─── MATERIALS PROVIDED

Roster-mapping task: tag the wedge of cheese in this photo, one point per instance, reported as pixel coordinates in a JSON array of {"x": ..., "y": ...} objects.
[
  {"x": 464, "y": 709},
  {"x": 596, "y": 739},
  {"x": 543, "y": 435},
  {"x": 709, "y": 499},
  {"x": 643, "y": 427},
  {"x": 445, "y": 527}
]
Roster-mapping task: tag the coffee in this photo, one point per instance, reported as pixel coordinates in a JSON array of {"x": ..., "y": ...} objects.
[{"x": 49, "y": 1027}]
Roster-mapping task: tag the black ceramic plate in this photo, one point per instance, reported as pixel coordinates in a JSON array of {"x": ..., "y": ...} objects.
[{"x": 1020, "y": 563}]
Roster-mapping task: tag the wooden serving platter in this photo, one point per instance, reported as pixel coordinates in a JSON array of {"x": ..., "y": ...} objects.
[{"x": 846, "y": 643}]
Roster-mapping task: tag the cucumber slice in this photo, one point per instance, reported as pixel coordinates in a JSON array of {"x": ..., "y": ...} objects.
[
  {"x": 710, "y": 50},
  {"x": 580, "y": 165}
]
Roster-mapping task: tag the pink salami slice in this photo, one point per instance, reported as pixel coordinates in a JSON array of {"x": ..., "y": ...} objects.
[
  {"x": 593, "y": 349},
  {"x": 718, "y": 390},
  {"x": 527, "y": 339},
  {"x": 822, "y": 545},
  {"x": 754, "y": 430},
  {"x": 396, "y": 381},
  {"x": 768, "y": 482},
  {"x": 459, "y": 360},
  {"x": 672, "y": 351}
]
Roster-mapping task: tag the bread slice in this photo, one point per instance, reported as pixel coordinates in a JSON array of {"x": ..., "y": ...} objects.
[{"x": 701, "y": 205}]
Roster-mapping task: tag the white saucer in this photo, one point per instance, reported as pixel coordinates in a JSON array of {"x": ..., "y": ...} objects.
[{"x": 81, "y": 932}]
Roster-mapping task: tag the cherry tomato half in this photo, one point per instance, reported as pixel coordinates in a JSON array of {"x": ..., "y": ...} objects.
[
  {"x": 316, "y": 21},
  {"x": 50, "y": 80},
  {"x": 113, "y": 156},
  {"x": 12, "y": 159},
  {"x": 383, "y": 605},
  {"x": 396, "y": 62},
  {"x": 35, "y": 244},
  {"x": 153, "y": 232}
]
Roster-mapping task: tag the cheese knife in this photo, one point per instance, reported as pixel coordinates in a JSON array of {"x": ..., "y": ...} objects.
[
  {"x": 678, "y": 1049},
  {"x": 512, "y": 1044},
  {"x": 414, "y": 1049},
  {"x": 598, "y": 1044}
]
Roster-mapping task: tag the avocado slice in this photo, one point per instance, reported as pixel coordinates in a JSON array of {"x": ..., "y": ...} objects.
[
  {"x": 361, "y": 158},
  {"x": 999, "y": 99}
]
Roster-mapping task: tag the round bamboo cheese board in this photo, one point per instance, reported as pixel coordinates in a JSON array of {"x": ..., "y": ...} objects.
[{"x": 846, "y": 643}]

──────

The records above must be output exactly, in full.

Roster-mapping task: tag the wedge of cheese in this photo, one point per instance, reported as pixel coordinates in a JSON array of {"x": ..., "y": ...} objects.
[
  {"x": 464, "y": 709},
  {"x": 596, "y": 739},
  {"x": 543, "y": 435},
  {"x": 709, "y": 499},
  {"x": 643, "y": 427},
  {"x": 445, "y": 527}
]
Roster-mapping task: tag the coffee in this photo, one point per instance, reported as pixel coordinates in a JSON array of {"x": ..., "y": ...} objects.
[{"x": 49, "y": 1027}]
Roster-mapping task: tag the black ceramic plate in this photo, one point per instance, reported as pixel coordinates in a JSON array of {"x": ..., "y": ...} objects.
[{"x": 1020, "y": 563}]
Roster-mapping task: tag the wooden serving platter in this photo, one point per instance, reported as pixel coordinates in a JSON array of {"x": ..., "y": ...} objects.
[{"x": 846, "y": 643}]
Roster-mapping task: tag the cucumber slice in this photo, one point per instance, reported as pixel coordinates in a JSON array of {"x": ..., "y": ...} objects.
[
  {"x": 710, "y": 50},
  {"x": 580, "y": 165}
]
Roster-mapping task: tag the pink salami slice in this photo, one point per instance, reported as pixel coordinates in a JSON array of {"x": ..., "y": ...} objects.
[
  {"x": 593, "y": 349},
  {"x": 718, "y": 390},
  {"x": 527, "y": 339},
  {"x": 822, "y": 545},
  {"x": 754, "y": 430},
  {"x": 396, "y": 381},
  {"x": 768, "y": 482},
  {"x": 459, "y": 360},
  {"x": 672, "y": 351}
]
Roster-mapping task: tag the bread slice in this photo, one point per instance, reported as pixel coordinates in a JSON array of {"x": ..., "y": ...} objects.
[{"x": 701, "y": 205}]
Roster-mapping task: tag the white saucer in this photo, one point per instance, reported as pixel coordinates in a JSON array of {"x": ..., "y": ...} objects.
[{"x": 81, "y": 932}]
Roster-mapping task: tag the cherry tomato half in this photo, one point per instance, reported as pixel coordinates in a JSON array of {"x": ..., "y": ...} objects.
[
  {"x": 316, "y": 21},
  {"x": 50, "y": 80},
  {"x": 113, "y": 156},
  {"x": 12, "y": 159},
  {"x": 383, "y": 605},
  {"x": 396, "y": 62},
  {"x": 35, "y": 244},
  {"x": 153, "y": 232}
]
Roster-mapping task: tag the cheese knife in this photo, one point per instance, reported as pixel coordinates in a JSON array of {"x": ..., "y": ...} objects.
[
  {"x": 678, "y": 1049},
  {"x": 512, "y": 1044},
  {"x": 414, "y": 1049},
  {"x": 598, "y": 1044}
]
Roster-mapping task: tag the avocado slice in this photo, one point per instance, reported as pixel coordinates in a JSON array of {"x": ..., "y": ...} objects.
[
  {"x": 361, "y": 158},
  {"x": 999, "y": 99}
]
Roster-mapping task: tag the round bamboo cheese board in this photo, one point per instance, reported as pixel coordinates in a JSON array of {"x": ..., "y": ...} objects.
[{"x": 846, "y": 643}]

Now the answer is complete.